(Beginning of SUPPLIED ENTRIES)
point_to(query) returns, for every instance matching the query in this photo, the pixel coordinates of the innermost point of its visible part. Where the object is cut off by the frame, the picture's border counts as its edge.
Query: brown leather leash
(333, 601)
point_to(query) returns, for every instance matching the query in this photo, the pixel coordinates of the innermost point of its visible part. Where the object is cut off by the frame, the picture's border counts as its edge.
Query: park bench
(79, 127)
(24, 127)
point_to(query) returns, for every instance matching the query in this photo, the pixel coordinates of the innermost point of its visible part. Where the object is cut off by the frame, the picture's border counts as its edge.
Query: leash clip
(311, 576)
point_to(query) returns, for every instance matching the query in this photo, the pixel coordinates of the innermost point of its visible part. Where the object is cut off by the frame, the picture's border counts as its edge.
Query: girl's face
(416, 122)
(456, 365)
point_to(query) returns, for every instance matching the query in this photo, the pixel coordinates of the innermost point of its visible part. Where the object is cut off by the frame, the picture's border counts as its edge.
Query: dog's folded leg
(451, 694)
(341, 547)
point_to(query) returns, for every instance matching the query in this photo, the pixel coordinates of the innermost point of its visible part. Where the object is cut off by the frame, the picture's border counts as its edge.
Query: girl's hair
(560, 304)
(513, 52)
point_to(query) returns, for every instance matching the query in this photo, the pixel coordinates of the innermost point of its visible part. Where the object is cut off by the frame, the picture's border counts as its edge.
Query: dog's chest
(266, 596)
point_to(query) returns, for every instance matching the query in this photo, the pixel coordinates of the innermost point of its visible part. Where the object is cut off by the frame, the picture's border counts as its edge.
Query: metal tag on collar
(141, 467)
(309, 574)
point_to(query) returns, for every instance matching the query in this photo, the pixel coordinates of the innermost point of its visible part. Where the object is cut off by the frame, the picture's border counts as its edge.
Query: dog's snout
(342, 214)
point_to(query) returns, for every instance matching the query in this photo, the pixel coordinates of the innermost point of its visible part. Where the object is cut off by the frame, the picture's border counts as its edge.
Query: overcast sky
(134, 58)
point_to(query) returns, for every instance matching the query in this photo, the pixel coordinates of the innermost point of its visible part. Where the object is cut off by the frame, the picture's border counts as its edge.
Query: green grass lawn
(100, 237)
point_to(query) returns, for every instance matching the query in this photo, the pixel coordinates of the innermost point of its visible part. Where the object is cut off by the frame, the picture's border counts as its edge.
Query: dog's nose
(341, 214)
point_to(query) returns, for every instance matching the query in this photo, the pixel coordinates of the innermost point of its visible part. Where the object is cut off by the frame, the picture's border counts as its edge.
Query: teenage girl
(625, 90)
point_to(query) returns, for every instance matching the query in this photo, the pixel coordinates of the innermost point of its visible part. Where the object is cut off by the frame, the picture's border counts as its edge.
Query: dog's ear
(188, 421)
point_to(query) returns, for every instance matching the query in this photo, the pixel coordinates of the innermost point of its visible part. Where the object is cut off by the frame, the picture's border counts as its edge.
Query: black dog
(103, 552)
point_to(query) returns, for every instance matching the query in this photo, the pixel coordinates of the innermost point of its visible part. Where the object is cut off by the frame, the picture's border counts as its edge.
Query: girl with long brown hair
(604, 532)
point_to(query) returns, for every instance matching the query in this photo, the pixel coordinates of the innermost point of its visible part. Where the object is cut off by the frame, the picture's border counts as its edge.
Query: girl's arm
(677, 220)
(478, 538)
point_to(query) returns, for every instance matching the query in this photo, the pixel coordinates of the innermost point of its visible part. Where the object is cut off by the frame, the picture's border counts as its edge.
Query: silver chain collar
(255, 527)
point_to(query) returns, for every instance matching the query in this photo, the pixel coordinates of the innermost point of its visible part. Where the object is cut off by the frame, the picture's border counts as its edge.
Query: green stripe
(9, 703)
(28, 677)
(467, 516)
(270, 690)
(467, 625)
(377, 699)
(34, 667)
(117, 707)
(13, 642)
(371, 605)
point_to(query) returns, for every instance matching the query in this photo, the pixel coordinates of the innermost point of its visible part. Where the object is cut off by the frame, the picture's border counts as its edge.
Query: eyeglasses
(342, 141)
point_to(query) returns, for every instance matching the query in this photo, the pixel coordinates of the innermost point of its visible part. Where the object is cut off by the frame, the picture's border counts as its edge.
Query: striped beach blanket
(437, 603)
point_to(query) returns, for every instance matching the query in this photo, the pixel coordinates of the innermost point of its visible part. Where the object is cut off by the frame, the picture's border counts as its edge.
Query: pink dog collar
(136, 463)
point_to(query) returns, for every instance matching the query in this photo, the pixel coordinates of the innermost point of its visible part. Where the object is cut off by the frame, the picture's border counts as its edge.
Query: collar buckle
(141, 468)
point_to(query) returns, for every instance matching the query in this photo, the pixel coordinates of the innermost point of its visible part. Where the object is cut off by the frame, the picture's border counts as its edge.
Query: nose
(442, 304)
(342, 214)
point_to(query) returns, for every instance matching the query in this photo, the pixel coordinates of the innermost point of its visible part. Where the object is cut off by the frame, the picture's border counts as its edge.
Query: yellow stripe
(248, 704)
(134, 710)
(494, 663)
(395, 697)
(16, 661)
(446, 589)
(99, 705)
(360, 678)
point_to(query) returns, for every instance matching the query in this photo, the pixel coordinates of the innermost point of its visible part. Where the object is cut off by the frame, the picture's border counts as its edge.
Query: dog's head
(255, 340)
(End of SUPPLIED ENTRIES)
(Beginning of SUPPLIED ENTRIES)
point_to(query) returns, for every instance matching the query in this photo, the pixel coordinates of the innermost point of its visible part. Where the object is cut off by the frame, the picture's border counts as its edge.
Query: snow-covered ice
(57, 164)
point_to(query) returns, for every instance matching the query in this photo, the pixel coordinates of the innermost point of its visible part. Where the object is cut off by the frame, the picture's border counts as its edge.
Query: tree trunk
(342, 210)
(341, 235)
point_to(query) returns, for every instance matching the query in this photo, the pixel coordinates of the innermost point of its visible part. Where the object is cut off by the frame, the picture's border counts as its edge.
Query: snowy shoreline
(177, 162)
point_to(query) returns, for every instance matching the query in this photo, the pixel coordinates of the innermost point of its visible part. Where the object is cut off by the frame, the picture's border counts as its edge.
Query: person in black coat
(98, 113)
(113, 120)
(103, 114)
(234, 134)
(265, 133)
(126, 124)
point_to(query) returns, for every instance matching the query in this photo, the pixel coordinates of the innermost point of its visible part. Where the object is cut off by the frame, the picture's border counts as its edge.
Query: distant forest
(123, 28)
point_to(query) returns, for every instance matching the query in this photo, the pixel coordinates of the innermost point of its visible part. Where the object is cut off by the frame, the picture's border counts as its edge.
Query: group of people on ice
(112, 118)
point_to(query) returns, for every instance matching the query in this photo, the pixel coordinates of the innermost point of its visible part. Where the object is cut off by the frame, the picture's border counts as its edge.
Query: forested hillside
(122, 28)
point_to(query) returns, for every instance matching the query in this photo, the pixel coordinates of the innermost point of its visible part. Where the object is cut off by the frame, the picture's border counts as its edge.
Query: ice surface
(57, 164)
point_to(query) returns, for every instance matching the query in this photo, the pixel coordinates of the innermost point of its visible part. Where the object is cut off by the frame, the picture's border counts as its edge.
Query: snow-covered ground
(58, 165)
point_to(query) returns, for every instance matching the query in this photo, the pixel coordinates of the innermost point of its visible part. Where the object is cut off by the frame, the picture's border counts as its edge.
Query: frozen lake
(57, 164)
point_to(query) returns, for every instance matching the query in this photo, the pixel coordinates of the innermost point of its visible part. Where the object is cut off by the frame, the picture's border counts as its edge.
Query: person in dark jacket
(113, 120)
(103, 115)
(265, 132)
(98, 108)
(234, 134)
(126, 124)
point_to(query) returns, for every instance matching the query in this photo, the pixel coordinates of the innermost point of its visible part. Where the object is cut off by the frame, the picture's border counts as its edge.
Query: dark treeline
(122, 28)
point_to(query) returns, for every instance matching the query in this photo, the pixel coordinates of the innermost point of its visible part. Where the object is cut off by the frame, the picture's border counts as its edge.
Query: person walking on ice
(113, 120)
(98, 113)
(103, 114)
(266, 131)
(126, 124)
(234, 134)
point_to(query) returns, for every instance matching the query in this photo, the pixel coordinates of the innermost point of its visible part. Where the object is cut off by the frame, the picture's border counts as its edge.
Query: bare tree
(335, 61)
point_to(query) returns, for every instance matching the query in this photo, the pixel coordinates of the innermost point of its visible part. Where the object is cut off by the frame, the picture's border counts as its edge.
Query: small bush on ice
(End of SUPPLIED ENTRIES)
(Beginning of SUPPLIED ENTRIES)
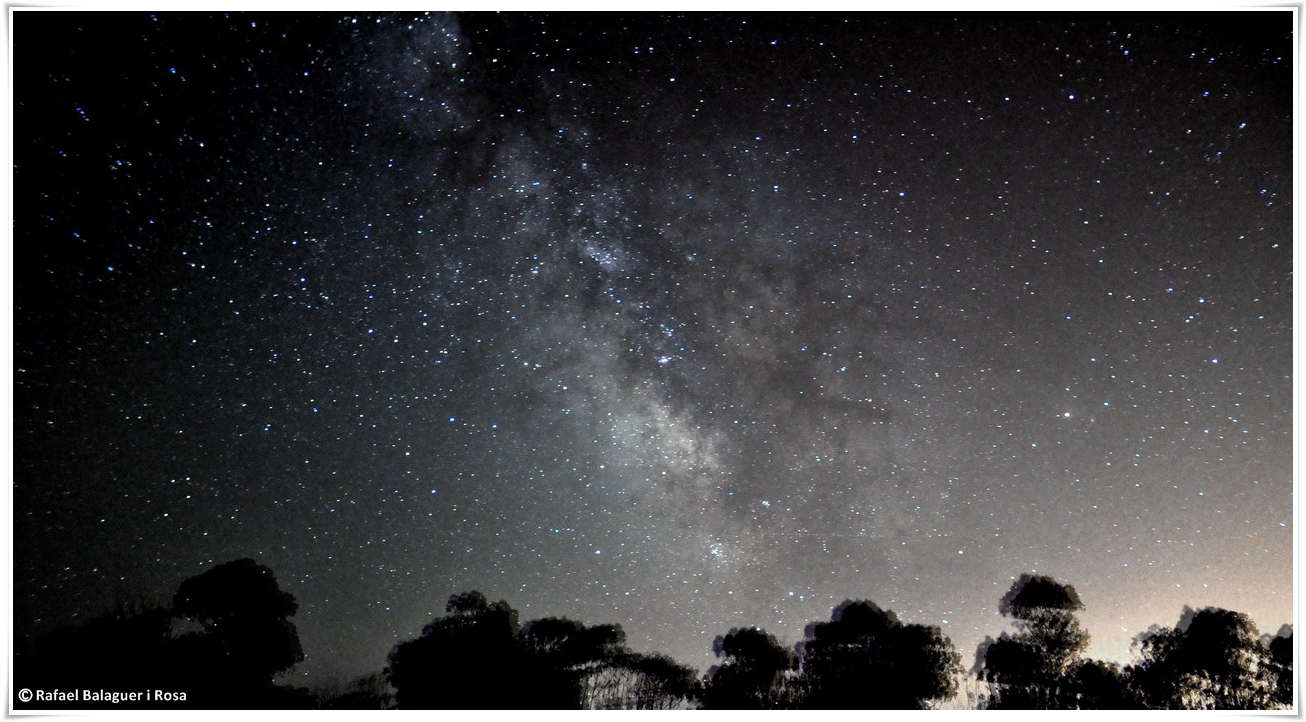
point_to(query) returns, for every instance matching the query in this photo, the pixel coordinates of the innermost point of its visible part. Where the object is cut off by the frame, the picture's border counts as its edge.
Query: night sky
(End of SUPPLIED ENTRIES)
Reproduce, word for word and in full, only the lines above that start at the line with "Query: person walking on ice" and run through the line with "Query: small bush on ice", both ends included.

EXERCISE ANSWER
Query: person walking on ice
(113, 120)
(98, 113)
(103, 114)
(266, 131)
(126, 124)
(234, 134)
point_to(query) returns, for every instance matching the query in this photo, the pixel coordinates of the innermost point of its visible part. Where the object is cut off by the frame, the picture's border counts as its edge.
Query: bare tree
(335, 61)
point_to(query) returns, for every instance matching the query in this photo, the pixel coordinates of the innermost point of its visible part. Where the object is cut off by the frame, the picture's border counts as its edge.
Query: small bush on ice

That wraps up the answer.